*What is asked*
Reproduce each of the following records verbatim, keeping every line unchanged.

*Exercise materials*
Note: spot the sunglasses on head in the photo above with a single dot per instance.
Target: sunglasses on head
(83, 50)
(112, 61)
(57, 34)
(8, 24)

*Response below*
Note: spot the sunglasses on head in the photo above with a single dot per instance.
Target: sunglasses on head
(83, 50)
(112, 61)
(57, 34)
(8, 24)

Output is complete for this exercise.